━━━ Provided records
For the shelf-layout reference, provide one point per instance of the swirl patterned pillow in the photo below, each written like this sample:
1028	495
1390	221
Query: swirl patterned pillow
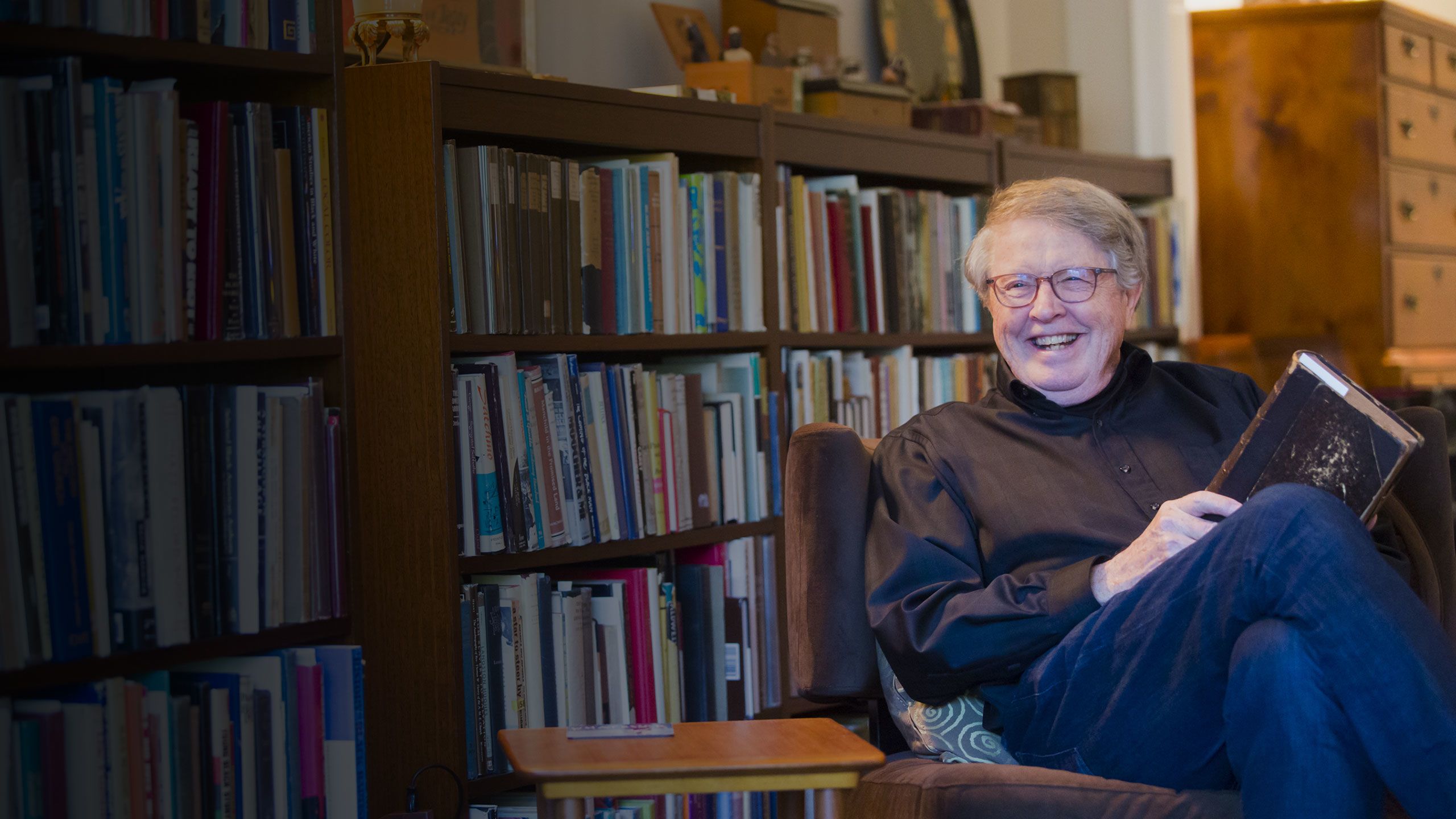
951	732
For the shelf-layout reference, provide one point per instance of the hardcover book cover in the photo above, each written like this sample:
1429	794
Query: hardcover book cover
1320	429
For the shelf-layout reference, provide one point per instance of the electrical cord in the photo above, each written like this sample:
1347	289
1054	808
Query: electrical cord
411	792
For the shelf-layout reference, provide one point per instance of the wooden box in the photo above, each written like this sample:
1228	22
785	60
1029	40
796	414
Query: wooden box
1053	98
858	102
969	117
796	27
750	84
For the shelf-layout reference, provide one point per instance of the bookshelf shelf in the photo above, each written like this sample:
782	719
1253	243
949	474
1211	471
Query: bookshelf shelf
44	42
638	343
55	675
805	140
498	104
562	556
1127	177
97	356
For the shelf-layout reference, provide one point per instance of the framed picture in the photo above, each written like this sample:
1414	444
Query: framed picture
495	34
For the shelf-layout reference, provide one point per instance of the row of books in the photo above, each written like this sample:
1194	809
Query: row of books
877	391
734	805
131	218
690	642
1165	264
156	516
555	452
617	245
279	735
280	25
874	260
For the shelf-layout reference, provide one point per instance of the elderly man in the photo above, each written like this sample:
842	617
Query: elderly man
1049	548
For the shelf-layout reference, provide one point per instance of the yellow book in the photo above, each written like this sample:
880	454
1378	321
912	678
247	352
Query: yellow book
803	288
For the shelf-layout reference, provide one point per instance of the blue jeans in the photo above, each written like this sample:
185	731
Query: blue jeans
1279	655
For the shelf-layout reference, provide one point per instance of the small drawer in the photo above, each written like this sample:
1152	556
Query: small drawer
1420	126
1421	208
1423	301
1407	56
1445	56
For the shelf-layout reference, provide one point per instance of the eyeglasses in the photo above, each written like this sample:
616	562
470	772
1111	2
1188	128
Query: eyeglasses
1072	284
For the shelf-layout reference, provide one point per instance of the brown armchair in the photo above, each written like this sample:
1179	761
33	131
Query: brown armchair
832	651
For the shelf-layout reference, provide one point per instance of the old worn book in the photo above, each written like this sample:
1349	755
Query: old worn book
1320	429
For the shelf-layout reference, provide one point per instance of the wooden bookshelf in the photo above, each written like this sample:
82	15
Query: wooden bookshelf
69	358
399	348
57	675
1127	177
612	550
204	72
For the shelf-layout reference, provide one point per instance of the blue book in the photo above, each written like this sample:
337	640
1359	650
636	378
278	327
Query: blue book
695	218
344	726
523	387
621	238
589	489
57	474
219	681
719	321
290	685
646	200
469	660
283	25
774	454
111	121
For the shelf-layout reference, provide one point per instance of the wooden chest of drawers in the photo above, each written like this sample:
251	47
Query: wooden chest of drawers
1327	181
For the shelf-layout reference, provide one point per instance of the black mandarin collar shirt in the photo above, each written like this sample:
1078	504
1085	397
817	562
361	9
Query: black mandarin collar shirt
987	518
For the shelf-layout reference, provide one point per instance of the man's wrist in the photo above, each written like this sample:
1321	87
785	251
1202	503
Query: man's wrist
1101	586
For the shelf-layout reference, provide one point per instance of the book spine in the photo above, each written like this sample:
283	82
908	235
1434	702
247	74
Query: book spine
589	489
59	481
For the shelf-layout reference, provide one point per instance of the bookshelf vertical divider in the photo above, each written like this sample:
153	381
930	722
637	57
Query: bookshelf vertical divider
407	576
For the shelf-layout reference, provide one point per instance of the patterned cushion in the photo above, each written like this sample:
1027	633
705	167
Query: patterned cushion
951	732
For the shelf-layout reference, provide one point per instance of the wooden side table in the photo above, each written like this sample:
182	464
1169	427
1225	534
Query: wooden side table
752	755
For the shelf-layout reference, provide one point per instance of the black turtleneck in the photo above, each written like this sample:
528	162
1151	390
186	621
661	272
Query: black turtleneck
987	518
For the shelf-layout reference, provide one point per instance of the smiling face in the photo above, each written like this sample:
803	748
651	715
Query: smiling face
1065	351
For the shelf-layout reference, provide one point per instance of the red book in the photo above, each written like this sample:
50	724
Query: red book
311	739
839	266
609	251
212	213
867	228
641	604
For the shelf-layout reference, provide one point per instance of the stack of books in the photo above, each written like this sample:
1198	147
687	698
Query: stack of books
874	260
877	391
554	452
156	516
131	218
617	245
690	642
277	735
1165	274
280	25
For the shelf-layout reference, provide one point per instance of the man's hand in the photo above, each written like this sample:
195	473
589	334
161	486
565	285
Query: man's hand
1176	527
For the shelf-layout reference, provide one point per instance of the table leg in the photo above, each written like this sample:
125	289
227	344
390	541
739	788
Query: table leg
826	804
558	808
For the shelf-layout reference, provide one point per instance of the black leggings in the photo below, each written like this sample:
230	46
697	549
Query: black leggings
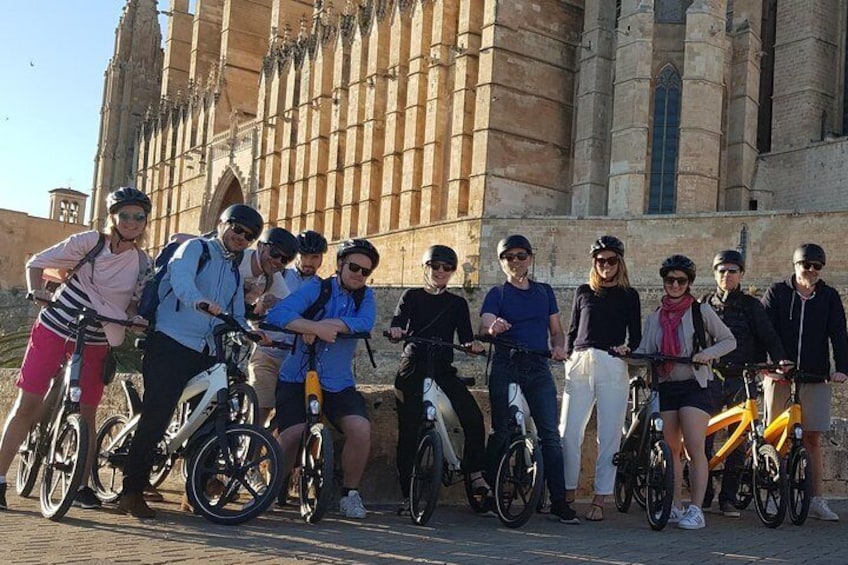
━━━━━━
* **Your objective**: Gather every line of the records above that contains the string "stack" and copy each one out in full.

* **Answer for the task**:
For the shelf-layout reference, provide one point per instance of the stack of books in the photo above, each written like this sample:
Query: stack of books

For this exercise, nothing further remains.